§ **DO THIS**:
Please lay out every one of the records below as a numbered list, leaving out any blank lines.

§ **RECORDED DATA**:
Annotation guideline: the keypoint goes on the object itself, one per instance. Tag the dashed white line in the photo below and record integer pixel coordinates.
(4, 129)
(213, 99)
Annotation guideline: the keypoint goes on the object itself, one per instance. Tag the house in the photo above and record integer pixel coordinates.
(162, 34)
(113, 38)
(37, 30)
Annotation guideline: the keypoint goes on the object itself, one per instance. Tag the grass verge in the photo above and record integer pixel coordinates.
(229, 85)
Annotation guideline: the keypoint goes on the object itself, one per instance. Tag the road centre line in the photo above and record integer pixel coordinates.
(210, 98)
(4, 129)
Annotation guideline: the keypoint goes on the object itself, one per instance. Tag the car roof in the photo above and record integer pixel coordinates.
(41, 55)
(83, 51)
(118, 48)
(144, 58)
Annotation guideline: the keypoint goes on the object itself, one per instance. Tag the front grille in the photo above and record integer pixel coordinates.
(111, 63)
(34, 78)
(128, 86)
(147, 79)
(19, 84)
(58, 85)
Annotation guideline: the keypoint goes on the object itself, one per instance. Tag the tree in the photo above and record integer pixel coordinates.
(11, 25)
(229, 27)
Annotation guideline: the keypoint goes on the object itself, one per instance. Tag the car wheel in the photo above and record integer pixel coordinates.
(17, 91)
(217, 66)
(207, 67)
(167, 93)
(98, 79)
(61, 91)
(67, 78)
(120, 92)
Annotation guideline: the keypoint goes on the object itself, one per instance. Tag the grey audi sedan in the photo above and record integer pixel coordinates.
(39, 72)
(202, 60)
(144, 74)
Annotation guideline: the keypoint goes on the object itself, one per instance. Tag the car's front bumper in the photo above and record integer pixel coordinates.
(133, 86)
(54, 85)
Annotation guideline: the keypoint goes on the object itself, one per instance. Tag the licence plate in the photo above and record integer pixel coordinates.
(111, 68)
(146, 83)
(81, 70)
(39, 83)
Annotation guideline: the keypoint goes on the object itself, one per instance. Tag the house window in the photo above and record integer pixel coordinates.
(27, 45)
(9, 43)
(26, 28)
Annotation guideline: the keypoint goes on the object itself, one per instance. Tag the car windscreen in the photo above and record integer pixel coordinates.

§ **RESULT BELOW**:
1. Annotation guideline: the keypoint goes on the object itself, one per instance. Tag the dashed white line in the photo below and record integer pixel coordinates.
2. (4, 129)
3. (213, 99)
4. Annotation guideline: the keypoint goes on the object itself, one per instance. Tag the house in the photo above and record integer pixel coordinates.
5. (162, 34)
6. (113, 38)
7. (37, 30)
8. Annotation guideline: the keypoint goes on the object itself, one per instance. Tag the grass verge in the photo above and record integer pixel coordinates.
9. (229, 85)
10. Annotation guideline: the keypoint goes on the object itself, one per instance. Tag the road centre line in the photo above and record integer pixel coordinates.
11. (210, 98)
12. (4, 129)
13. Annotation guideline: the keypoint goes on the object itself, one per instance. Tag the car roof in the photo above and record integer pixel coordinates.
14. (41, 55)
15. (83, 51)
16. (118, 48)
17. (144, 58)
18. Annotation guideline: the keypoint goes on the object itself, one per instance. Tag the front grille in the photo above and record integer pixel coordinates.
19. (111, 63)
20. (34, 78)
21. (128, 86)
22. (147, 79)
23. (19, 84)
24. (58, 85)
25. Annotation guideline: the keypoint goes on the object itself, one per instance. Tag the tree in the photo above and record integer pixel coordinates.
26. (11, 25)
27. (229, 27)
28. Annotation guideline: the keypoint goes on the object itself, one per instance. Tag the car wheel in the photo above and record integer pixel coordinates.
29. (17, 91)
30. (217, 66)
31. (207, 67)
32. (167, 93)
33. (98, 79)
34. (61, 91)
35. (67, 78)
36. (120, 92)
37. Annotation guideline: the keypoint goes on the object itself, one per instance. Tag the grey audi sedan in the photo above and record integer pixel coordinates.
38. (39, 72)
39. (202, 60)
40. (144, 74)
41. Annotation guideline: the keypoint goes on the object itself, one per instance. Tag the car's front bumper in the photo above and record integer pixel coordinates.
42. (133, 86)
43. (54, 85)
44. Annotation guideline: the keypoint goes on the object itself, one per instance. Tag the licence plate in the photo above and record integer pixel coordinates.
45. (111, 68)
46. (146, 83)
47. (81, 70)
48. (39, 83)
49. Annotation guideline: the keypoint goes on the object itself, one per instance. Tag the house window in the photo above and record integer pixel coordinates.
50. (27, 45)
51. (9, 43)
52. (26, 28)
53. Annotation guideline: the keypoint goes on the object itself, one per instance. Tag the car windscreen in the photo above and record integer pixel coordinates.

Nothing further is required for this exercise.